**Stored entries**:
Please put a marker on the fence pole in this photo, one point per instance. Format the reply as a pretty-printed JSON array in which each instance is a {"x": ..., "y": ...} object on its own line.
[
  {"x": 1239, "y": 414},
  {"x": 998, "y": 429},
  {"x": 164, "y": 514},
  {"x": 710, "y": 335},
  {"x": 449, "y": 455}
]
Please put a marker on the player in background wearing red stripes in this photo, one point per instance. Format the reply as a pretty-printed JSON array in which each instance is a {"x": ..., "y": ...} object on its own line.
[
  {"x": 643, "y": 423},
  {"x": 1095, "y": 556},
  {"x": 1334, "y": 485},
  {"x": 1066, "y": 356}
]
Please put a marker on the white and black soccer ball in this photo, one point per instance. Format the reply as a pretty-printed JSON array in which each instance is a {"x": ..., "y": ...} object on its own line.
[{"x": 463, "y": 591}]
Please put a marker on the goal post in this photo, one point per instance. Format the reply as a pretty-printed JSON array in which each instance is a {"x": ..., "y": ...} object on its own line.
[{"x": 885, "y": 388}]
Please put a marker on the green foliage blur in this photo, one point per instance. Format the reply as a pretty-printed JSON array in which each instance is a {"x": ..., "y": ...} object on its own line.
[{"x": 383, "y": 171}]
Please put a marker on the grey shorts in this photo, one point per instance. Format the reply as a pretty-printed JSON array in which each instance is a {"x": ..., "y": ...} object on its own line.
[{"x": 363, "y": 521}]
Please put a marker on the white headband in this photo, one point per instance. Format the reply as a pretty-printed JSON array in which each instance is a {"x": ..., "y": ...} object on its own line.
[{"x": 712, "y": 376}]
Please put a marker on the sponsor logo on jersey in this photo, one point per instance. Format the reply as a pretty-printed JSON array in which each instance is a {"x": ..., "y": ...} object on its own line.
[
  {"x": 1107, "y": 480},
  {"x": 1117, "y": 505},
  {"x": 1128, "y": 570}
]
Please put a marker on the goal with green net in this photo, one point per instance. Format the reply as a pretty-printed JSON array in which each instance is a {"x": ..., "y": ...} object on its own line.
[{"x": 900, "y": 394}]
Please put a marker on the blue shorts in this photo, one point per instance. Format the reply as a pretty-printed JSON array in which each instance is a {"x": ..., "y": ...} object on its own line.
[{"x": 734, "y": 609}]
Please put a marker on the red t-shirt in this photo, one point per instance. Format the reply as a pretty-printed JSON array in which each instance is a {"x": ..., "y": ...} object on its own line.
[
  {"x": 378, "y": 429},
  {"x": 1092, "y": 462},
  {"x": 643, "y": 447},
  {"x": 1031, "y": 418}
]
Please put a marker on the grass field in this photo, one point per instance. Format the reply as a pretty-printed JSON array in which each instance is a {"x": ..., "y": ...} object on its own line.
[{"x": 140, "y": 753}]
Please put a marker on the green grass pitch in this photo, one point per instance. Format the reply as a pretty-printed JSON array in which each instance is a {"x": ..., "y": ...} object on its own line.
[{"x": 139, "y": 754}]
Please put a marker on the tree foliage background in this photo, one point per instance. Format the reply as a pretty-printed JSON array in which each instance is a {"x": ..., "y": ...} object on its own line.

**Task requirements**: Reproduce every row above word for word, keeping each line as it appears.

**Complete answer**:
Please put a marker on the fence pole in this photo, one point per instance. Format the reply as a pretty-printed JSON array in which each instance is a {"x": ..., "y": ...} object on its own line.
[
  {"x": 1239, "y": 414},
  {"x": 998, "y": 429},
  {"x": 164, "y": 514},
  {"x": 710, "y": 335},
  {"x": 449, "y": 455}
]
Please put a marker on the player in background wearing red stripes in this photo, one point per instance. Format the reply as a pretty-printed JSON array in which each instance is a {"x": ..., "y": ...} object on its own line.
[
  {"x": 643, "y": 423},
  {"x": 1095, "y": 556},
  {"x": 1334, "y": 485},
  {"x": 1066, "y": 356}
]
Please put a marker on the white and black soccer ball in this photo, one point per instance. Format the reply as a pretty-printed JSON array in which each instance is a {"x": ..., "y": ...} object on its own line.
[{"x": 463, "y": 591}]
Please put a marker on the goal post in this photo, one point per instance. Format the reply as a pretty-printed JSON array in which each instance is a {"x": ..., "y": ...} object on its own line.
[{"x": 885, "y": 388}]
Please put a marker on the green foliage blur in this photo, one point per instance. Format the reply as a pretty-printed JSON array in which each instance is a {"x": ..., "y": ...} object on its own line.
[{"x": 383, "y": 171}]
Please put a marker on the grey shorts in this photo, one point per instance. Format the reply as a pretty-printed JSON array in which each instance is a {"x": ..., "y": ...} object on its own line.
[{"x": 363, "y": 521}]
Please put a marker on the white headband in this photo, one point per instance. Format the reply as a pretty-printed JSON array in which each instance is a {"x": ..., "y": ...} object on its own line.
[{"x": 712, "y": 376}]
Please put a marker on the sponsor logo on jersey in this photo, one point per instance. Format the reply as a pretty-printed JSON array in which each instance is a {"x": ..., "y": ...} object on its own line.
[
  {"x": 1107, "y": 480},
  {"x": 1117, "y": 505},
  {"x": 1128, "y": 570}
]
Please put a marker on the goal with green net in this photo, one point per instance. Format the reply as a pretty-printed JSON array in which each instance is a {"x": ..., "y": ...} object on its own line.
[{"x": 900, "y": 394}]
Please put a marker on the blue shorts in this photo, one point per instance. Format the reply as a pretty-printed JSON array in which each instance is a {"x": ..., "y": ...} object on its own line.
[{"x": 734, "y": 609}]
Please put a marker on the red t-shirt in this photo, one point per instance. Format the reply as a pretty-printed JSON array in which each instance is a {"x": ..., "y": ...} object on its own line.
[
  {"x": 378, "y": 429},
  {"x": 1092, "y": 462},
  {"x": 643, "y": 447},
  {"x": 1031, "y": 418}
]
Please put a marker on the grass field in this photo, one point per instance. Format the reply as a pretty-printed JSON array in which each instance is a {"x": ..., "y": ...} object on its own line.
[{"x": 140, "y": 753}]
Please put a marker on the green grass pitch in this photo, one point per instance. Format the reply as a pretty-printed JSON array in which each instance is a {"x": ..., "y": ...} object on its own line.
[{"x": 139, "y": 754}]
Please put a marker on the tree foliage background in this photo, one point per instance. Format the reply as a pretty-printed JSON array in which each instance is a {"x": ..., "y": ...} object on its own line.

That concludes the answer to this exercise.